** start of Dataset records **
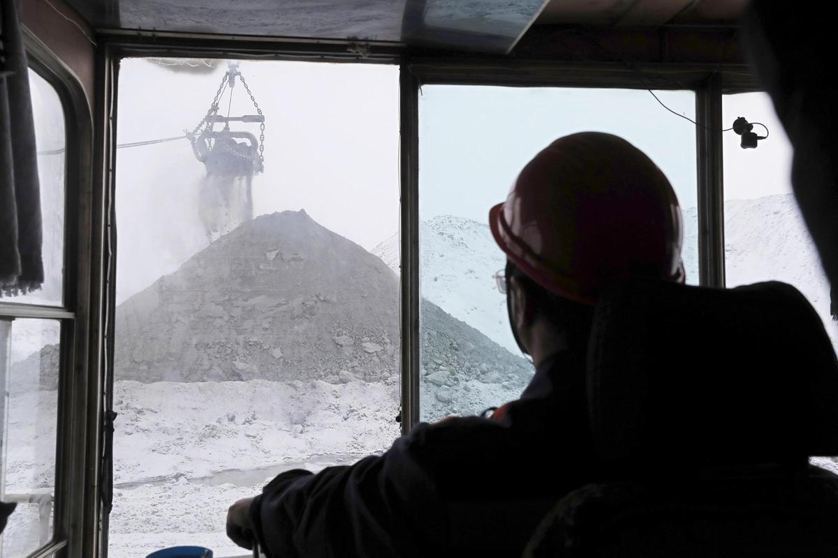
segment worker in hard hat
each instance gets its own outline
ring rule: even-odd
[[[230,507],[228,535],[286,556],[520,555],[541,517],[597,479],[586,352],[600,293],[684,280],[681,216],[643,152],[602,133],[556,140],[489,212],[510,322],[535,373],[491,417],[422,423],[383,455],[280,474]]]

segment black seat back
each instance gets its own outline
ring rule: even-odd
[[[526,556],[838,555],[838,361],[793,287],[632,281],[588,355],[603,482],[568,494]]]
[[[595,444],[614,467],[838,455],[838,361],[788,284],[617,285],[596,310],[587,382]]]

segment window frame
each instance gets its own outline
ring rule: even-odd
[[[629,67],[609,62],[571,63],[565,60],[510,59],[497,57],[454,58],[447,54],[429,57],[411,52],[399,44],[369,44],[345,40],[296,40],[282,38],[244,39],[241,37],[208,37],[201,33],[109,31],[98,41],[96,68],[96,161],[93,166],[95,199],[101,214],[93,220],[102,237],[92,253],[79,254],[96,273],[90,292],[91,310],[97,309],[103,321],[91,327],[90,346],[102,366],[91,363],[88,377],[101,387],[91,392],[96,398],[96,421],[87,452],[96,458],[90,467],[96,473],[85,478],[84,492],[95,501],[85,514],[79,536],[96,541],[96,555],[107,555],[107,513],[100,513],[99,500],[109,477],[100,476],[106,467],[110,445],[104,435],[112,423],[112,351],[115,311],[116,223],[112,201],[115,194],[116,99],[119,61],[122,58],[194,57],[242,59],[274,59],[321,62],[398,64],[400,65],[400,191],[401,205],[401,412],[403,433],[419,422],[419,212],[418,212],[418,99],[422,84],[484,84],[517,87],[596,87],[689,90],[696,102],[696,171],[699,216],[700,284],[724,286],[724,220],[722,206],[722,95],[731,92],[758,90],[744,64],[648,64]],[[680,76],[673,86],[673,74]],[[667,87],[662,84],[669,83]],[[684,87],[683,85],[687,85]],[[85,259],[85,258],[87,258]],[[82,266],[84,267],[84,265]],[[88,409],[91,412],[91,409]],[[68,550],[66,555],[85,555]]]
** end of Dataset records **
** start of Dataset records **
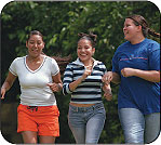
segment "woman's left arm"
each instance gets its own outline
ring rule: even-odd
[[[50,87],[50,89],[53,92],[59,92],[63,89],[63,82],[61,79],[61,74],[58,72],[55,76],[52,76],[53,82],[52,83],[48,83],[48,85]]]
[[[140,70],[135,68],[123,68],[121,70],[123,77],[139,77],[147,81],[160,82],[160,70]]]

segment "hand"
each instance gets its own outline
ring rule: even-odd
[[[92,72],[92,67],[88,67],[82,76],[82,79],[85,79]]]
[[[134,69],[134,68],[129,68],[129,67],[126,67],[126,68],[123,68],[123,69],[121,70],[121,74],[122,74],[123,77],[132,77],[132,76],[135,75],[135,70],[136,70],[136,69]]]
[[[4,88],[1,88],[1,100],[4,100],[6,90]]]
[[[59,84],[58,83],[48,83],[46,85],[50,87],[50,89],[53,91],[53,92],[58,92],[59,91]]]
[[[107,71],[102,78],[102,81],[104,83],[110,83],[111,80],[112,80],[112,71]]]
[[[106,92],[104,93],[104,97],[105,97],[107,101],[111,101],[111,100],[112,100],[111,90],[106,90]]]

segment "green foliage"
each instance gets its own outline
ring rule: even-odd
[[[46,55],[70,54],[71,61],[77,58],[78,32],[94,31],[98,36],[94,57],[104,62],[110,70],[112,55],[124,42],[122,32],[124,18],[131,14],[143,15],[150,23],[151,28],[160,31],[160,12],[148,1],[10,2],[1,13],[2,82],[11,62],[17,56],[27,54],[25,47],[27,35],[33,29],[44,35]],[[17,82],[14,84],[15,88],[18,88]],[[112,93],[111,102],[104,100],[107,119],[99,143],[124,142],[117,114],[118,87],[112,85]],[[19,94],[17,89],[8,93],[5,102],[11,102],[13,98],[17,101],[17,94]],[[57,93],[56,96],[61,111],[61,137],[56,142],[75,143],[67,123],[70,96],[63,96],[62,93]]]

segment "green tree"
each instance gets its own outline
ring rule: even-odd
** end of Dataset records **
-- What is asked --
Extract each line in the entries above that contains the string "green". Case counts, so match capitalization as well.

-- Result of this exercise --
segment "green foliage"
segment "green tree"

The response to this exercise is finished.